#### Your objective
Among the records, which lines hold the word "loteria"? Pick them out.

Collected data:
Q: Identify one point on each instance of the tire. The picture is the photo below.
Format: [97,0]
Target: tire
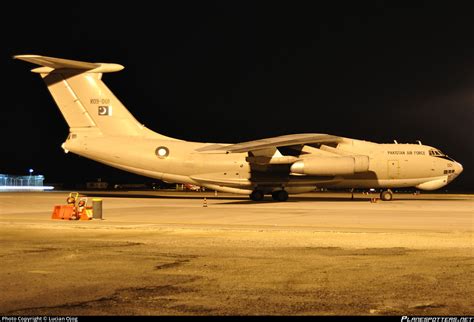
[386,195]
[256,195]
[280,195]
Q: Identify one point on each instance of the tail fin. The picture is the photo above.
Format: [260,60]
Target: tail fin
[83,99]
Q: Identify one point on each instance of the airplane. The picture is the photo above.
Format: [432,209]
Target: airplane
[102,129]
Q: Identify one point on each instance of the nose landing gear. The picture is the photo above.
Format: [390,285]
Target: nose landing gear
[386,195]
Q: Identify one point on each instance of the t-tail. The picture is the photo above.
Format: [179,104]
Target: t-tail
[83,98]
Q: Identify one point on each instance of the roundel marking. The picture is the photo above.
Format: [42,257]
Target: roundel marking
[162,152]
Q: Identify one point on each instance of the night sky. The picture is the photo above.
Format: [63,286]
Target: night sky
[234,71]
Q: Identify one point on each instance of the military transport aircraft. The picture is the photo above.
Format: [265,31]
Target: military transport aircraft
[102,129]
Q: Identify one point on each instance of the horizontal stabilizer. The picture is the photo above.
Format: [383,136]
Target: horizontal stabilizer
[53,63]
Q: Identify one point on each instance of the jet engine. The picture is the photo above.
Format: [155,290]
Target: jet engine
[331,166]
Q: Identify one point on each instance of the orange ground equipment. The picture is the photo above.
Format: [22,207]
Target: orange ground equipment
[75,209]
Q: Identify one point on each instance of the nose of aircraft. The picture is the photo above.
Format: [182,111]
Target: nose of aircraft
[458,168]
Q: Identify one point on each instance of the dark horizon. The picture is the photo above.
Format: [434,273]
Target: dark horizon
[217,72]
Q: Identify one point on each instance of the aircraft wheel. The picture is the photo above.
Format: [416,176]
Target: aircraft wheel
[280,195]
[386,195]
[256,195]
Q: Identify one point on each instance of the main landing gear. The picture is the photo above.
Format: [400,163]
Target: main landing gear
[257,195]
[386,195]
[278,195]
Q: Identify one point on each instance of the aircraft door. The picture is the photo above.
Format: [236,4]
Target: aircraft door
[393,169]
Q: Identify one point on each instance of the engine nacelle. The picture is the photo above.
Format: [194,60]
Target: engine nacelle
[331,166]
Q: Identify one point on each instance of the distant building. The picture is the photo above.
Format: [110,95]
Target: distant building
[30,182]
[99,184]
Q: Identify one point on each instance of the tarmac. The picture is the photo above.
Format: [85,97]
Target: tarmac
[164,253]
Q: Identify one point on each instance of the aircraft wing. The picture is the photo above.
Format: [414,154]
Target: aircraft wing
[278,141]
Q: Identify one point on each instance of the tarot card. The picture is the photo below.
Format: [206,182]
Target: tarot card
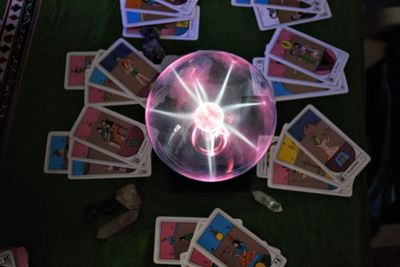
[241,3]
[136,19]
[291,89]
[326,144]
[98,97]
[113,134]
[282,177]
[56,159]
[268,18]
[263,164]
[75,65]
[129,69]
[309,6]
[80,170]
[172,237]
[181,30]
[145,6]
[307,54]
[182,6]
[228,243]
[7,259]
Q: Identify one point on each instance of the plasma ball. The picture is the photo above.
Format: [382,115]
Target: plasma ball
[209,117]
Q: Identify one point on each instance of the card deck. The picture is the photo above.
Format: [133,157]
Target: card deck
[75,65]
[56,159]
[310,6]
[292,89]
[182,6]
[282,177]
[263,164]
[268,18]
[181,30]
[228,243]
[307,54]
[113,134]
[326,144]
[128,69]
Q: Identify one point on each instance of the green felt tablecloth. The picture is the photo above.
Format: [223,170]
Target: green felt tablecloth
[43,212]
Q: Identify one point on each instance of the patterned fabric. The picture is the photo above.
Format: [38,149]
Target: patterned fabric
[15,35]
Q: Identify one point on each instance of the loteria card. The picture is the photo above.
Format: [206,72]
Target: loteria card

#### Expected answer
Q: Identify one point on each instance of the loteria card. The picture is the photo above.
Target: loteria card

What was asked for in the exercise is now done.